What is expected: From the data below, extract word for word every line from the one containing "indicate the door" up to and including the one containing "column 49, row 58".

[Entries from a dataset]
┄┄┄┄┄┄

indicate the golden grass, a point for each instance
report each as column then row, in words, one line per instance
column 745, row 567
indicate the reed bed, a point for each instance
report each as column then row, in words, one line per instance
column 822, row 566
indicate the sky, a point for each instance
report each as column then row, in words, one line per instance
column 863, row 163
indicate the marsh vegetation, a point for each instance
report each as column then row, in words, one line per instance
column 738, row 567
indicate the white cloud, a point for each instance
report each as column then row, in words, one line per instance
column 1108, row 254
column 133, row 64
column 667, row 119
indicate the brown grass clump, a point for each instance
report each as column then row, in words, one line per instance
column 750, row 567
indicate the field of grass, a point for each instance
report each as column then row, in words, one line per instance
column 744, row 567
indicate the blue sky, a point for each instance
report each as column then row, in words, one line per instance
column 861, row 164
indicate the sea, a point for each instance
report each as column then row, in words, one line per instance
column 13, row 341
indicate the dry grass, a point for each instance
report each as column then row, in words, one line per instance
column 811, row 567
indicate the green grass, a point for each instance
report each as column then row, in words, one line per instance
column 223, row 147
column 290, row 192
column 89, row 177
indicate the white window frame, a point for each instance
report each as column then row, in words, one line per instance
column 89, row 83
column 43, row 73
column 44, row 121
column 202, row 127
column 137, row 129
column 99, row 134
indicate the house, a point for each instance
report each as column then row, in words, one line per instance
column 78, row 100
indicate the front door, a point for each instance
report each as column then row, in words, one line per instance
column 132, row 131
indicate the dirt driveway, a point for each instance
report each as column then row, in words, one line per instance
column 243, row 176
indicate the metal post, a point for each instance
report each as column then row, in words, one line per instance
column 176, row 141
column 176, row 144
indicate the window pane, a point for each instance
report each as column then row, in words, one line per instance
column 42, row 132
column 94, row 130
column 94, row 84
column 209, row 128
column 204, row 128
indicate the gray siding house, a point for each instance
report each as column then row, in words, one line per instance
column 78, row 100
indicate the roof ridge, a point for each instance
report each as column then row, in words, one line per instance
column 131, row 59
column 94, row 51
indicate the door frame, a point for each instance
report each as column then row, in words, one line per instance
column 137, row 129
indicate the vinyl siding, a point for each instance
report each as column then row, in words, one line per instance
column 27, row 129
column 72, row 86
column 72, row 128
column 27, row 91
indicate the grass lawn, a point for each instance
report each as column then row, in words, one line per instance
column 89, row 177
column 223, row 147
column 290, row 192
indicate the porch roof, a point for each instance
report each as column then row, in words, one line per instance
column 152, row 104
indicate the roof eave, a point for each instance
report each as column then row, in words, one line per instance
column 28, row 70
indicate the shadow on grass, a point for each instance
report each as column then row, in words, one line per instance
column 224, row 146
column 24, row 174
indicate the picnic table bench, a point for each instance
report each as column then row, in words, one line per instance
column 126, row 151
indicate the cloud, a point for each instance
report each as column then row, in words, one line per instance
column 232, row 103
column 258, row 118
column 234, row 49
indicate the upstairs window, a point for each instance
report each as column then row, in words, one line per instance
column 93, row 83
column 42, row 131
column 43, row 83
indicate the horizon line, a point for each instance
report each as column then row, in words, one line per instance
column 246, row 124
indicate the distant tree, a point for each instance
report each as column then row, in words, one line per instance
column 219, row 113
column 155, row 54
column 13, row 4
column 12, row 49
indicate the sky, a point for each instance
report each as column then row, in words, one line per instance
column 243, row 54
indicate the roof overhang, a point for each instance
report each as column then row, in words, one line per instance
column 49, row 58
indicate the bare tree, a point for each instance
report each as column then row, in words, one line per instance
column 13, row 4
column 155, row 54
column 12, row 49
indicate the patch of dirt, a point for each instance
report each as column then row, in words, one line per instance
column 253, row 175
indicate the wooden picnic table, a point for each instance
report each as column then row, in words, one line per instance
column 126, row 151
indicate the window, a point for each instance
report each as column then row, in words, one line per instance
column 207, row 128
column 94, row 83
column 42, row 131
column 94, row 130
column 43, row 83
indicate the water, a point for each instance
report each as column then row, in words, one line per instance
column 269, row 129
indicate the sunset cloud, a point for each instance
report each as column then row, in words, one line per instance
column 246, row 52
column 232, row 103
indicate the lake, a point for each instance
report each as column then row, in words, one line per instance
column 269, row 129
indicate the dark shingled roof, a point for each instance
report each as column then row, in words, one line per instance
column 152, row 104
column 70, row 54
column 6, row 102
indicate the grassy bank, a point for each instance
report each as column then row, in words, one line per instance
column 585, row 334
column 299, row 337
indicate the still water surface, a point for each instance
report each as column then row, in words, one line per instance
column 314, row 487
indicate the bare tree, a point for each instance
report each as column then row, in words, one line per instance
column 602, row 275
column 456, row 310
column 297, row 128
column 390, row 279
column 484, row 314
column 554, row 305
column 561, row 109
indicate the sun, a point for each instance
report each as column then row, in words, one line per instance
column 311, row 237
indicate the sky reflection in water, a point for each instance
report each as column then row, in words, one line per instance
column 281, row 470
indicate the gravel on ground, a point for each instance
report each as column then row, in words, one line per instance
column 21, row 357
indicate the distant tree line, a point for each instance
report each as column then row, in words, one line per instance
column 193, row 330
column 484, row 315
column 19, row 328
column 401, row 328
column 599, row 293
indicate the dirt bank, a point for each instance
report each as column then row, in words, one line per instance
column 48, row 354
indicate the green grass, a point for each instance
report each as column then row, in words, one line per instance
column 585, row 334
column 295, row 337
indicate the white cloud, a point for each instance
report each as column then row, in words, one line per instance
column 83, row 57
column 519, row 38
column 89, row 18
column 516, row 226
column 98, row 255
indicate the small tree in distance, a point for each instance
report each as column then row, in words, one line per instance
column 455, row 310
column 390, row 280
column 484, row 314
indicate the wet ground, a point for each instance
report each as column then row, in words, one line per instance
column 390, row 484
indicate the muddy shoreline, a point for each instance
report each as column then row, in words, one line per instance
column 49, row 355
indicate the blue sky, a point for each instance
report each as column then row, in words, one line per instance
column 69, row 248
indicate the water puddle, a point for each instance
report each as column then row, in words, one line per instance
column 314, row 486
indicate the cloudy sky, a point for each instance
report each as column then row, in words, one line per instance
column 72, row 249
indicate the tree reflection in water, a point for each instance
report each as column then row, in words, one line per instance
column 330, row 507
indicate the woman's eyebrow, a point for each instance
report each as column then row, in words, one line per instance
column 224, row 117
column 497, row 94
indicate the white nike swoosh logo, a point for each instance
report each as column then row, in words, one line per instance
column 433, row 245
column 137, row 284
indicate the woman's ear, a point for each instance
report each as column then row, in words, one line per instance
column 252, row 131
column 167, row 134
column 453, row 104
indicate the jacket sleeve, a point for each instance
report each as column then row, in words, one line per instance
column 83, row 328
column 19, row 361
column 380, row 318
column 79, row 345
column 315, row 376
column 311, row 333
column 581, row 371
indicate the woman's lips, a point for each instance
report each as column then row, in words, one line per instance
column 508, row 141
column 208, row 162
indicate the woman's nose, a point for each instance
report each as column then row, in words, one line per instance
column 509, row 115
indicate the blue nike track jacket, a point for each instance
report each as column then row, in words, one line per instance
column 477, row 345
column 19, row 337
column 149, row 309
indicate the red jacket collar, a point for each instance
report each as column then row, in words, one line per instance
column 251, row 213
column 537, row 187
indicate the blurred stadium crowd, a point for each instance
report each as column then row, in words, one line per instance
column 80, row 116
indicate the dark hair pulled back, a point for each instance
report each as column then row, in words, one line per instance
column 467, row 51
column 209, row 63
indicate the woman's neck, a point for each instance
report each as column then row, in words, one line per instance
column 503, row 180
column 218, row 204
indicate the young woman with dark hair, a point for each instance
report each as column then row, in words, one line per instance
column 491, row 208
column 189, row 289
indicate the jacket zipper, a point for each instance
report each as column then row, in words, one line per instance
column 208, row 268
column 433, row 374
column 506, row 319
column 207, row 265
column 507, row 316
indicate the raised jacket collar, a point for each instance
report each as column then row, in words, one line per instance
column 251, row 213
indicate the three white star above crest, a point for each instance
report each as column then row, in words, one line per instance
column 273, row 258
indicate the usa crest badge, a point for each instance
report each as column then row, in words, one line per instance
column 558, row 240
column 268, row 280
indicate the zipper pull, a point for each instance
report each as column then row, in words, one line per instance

┄┄┄┄┄┄

Full answer:
indicate the door frame, a point for each instance
report each as column then row, in words, one line per instance
column 137, row 129
indicate the vinyl siding, a point for each instance
report each as column then row, in words, one line per instance
column 27, row 129
column 72, row 86
column 72, row 128
column 27, row 91
indicate the grass lawn, a point for each instance
report each as column then row, in words, one line per instance
column 89, row 177
column 223, row 147
column 290, row 192
indicate the porch roof, a point for each instance
report each as column then row, in words, one line per instance
column 152, row 104
indicate the roof eave, a point for each instance
report each as column then row, in words, one line per instance
column 28, row 70
indicate the shadow on grass, a point for each instance
report each as column then row, in words, one line per instance
column 224, row 146
column 24, row 174
indicate the picnic table bench, a point for each instance
report each as column then row, in words, one line per instance
column 126, row 151
indicate the cloud, a point for each instance
report each as column then row, in words, one line per instance
column 232, row 103
column 258, row 118
column 234, row 49
indicate the upstairs window, a point for each instance
report each as column then row, in words, one line per instance
column 93, row 83
column 42, row 131
column 43, row 83
indicate the horizon line, a point for each instance
report each as column then row, in words, one line per instance
column 246, row 124
indicate the distant tree, a point for each instance
report each as column then row, in words, one line per instance
column 219, row 113
column 155, row 54
column 13, row 4
column 12, row 49
indicate the sky, a point for each instance
report each as column then row, in words, one line per instance
column 243, row 54
indicate the roof overhang, a point for each instance
report each as column then row, in words, one line per instance
column 49, row 58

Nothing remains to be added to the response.